_Problem description_
Can you swap "pixel coordinates" for "image coordinates" everywhere it appears in the records below and give all the records again, otherwise unchanged and without the pictures?

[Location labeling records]
====
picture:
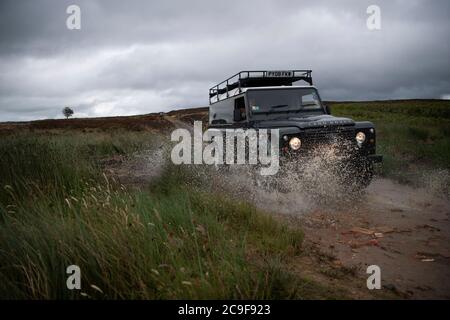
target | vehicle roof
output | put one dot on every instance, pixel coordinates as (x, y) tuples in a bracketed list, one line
[(277, 87)]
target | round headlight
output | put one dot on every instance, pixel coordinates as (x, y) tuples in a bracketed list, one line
[(360, 137), (295, 143)]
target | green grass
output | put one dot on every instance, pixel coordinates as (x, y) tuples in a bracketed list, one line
[(57, 208), (413, 136)]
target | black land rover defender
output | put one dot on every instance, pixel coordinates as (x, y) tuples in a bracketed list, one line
[(269, 100)]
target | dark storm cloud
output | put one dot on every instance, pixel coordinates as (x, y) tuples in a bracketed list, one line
[(146, 56)]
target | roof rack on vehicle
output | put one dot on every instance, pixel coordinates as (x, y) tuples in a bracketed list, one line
[(245, 79)]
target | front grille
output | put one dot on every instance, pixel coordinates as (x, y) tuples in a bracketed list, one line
[(311, 138)]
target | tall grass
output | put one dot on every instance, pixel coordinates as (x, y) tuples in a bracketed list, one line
[(57, 209)]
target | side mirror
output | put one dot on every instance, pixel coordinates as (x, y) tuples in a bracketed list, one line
[(237, 115)]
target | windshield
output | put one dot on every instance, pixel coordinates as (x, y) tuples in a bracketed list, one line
[(283, 100)]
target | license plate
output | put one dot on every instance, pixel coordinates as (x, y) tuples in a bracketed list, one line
[(277, 74)]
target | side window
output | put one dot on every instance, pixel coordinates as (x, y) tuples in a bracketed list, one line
[(239, 104)]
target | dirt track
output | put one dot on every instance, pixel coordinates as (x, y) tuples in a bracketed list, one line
[(403, 230)]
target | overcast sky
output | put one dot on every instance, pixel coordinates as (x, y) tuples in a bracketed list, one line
[(134, 57)]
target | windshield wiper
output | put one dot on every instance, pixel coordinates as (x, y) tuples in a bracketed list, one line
[(279, 106)]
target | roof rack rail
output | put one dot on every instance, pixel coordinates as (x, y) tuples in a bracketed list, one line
[(245, 79)]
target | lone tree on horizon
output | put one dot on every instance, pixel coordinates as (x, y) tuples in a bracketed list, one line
[(67, 112)]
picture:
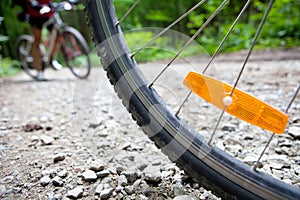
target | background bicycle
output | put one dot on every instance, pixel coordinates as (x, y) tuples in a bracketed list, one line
[(74, 48)]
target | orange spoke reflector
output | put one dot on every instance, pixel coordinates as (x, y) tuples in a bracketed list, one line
[(241, 105)]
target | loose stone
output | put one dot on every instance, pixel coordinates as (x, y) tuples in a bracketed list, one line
[(89, 175), (75, 193)]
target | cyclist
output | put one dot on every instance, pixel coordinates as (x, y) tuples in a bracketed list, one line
[(36, 20)]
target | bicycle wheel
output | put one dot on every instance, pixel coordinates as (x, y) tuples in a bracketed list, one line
[(75, 52), (24, 45), (213, 168)]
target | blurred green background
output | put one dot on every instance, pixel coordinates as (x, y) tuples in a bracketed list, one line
[(282, 29)]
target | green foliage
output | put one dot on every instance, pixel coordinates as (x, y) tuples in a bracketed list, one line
[(162, 48), (282, 28), (9, 67), (11, 26)]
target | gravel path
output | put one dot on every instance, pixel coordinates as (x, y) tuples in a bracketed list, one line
[(68, 139)]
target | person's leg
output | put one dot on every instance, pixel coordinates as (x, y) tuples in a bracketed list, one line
[(35, 52), (55, 65)]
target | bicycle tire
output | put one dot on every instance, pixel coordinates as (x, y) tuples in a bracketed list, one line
[(83, 68), (24, 45), (213, 168)]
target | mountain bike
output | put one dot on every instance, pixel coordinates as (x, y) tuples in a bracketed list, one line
[(73, 46), (182, 143)]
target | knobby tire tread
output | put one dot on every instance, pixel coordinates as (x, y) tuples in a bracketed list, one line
[(123, 71)]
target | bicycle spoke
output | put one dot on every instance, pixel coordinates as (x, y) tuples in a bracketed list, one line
[(269, 141), (227, 35), (246, 60), (217, 50), (128, 12), (190, 40), (168, 27)]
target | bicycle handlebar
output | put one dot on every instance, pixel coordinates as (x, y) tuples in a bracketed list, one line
[(43, 9)]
====
_Correct result_
picture:
target | vehicle roof
output | put one dot on every instance, image coordinates as (x, y) tuples in a bracketed list, one line
[(277, 87)]
target | round headlight
output | put one dot on every instance, image coordinates as (x, y) tuples in a bracketed list, one line
[(360, 137), (295, 143)]
target | green grass
output | put one dot on every instance, image coordinates as (x, y) tuples in a bracketed list, one line
[(57, 208), (413, 136)]
target | black land rover defender
output | put one dot on every instance, image coordinates as (x, y) tuples in a bracketed list, one line
[(269, 100)]
target | dark storm cloud
output | put one dot on every instance, image coordinates as (x, y) tuples in a bracketed list, one line
[(146, 56)]
target | roof rack on vehicle
output | put one dot on every instance, image coordinates as (x, y) tuples in a bracketed list, one line
[(245, 79)]
target | front grille
output | put one dot on every instance, image coordinates as (x, y) tuples in a bracketed list, one line
[(311, 138)]
target | tall grass
output | put one dot on every instance, image coordinates as (x, y) tuples in a bracketed list, one line
[(57, 209)]
target | side mirror
output | put one dot on every instance, image coordinates as (x, y) tuples in a bracketed list, one line
[(237, 115)]
target | windshield
output | put one dot on every instance, image coordinates as (x, y) tuples in a bracketed list, one line
[(283, 100)]
target | license plate
output | put one dot on every instance, image coordinates as (x, y) tuples in a bracketed list, one line
[(277, 74)]
target | side window
output | put one dot on every instance, image coordinates as (x, y) tuples in a bracketed list, one line
[(239, 104)]
target | dirt track
output | put one dot on every instance, image coordinates as (x, y) tuples in a bracketed list, one line
[(403, 230)]
target | overcast sky
output | put one dot on every instance, image coordinates as (x, y) tuples in a bracketed list, one line
[(134, 57)]
target | windshield wiper
output | put one dot on every instance, image coordinates as (x, y) tuples in a bracketed list, one line
[(279, 106)]
target | roof rack rail
output | put one dot on every instance, image coordinates as (x, y) tuples in a bracketed list, one line
[(245, 79)]
target | lone tree on horizon
output | put one dot on every instance, image coordinates as (x, y) tuples in a bracketed list, one line
[(67, 112)]
picture:
target | background bicycle
output | put one dot on every instance, image coordinates as (x, y) tuples in a bracketed list, one line
[(74, 48)]
target | orange spoke reflector
output | put one dot on every instance, image coordinates as (x, y) tuples in a bracketed list, one line
[(241, 105)]
target | loose stone
output | put one dot on every instance, image coordinates as (x, y) tuples in a bracketed list, one line
[(89, 175), (75, 193)]
target | cyclist
output | put one dot on every instance, image coordinates as (x, y) tuples in a bracketed list, one line
[(36, 20)]
target | bicycle wheel
output | put one dot on every instance, image coordinates as (x, y) tuples in a bracketed list, one line
[(75, 52), (24, 45), (213, 168)]
target | blurred green background
output | put one dot on every instance, image coordinates as (x, y) tuples in a bracketed list, one line
[(282, 29)]
target | green foliage
output | put one dot on every instance, image coordinates as (x, y) tuples in a bracketed list, one line
[(162, 48), (282, 28), (9, 67), (11, 26)]
target | gravel path
output | put one dot on every instance, image coordinates as (x, y) tuples in a bracketed list, one line
[(68, 139)]
target | person's leg
output | put one dot on every instance, image coordinates as (x, y) tuples in a bracketed list, one line
[(35, 52), (55, 65)]
target | bicycle tire
output | put one dot on every instance, image coordinates as (x, y) tuples in a bracketed list, one line
[(83, 68), (24, 45), (213, 168)]
target | mountain bike
output | put one dot on every instance, image coordinates as (x, y) tuples in a bracketed list, one line
[(73, 46), (182, 143)]
target | knobby tire tread
output | put one dot on every instance, image coordinates as (x, y) tuples in a bracketed list, one line
[(123, 71)]
target | bicycle spoke
output | put one dot on every instance, image coordinates as (x, y) tuples in a bracketed list, one line
[(269, 141), (227, 35), (246, 60), (217, 50), (128, 12), (190, 40), (168, 27)]
target | bicycle handlebar
output | put one dot on every instance, image coordinates as (x, y) tuples in a bracketed list, one line
[(43, 9)]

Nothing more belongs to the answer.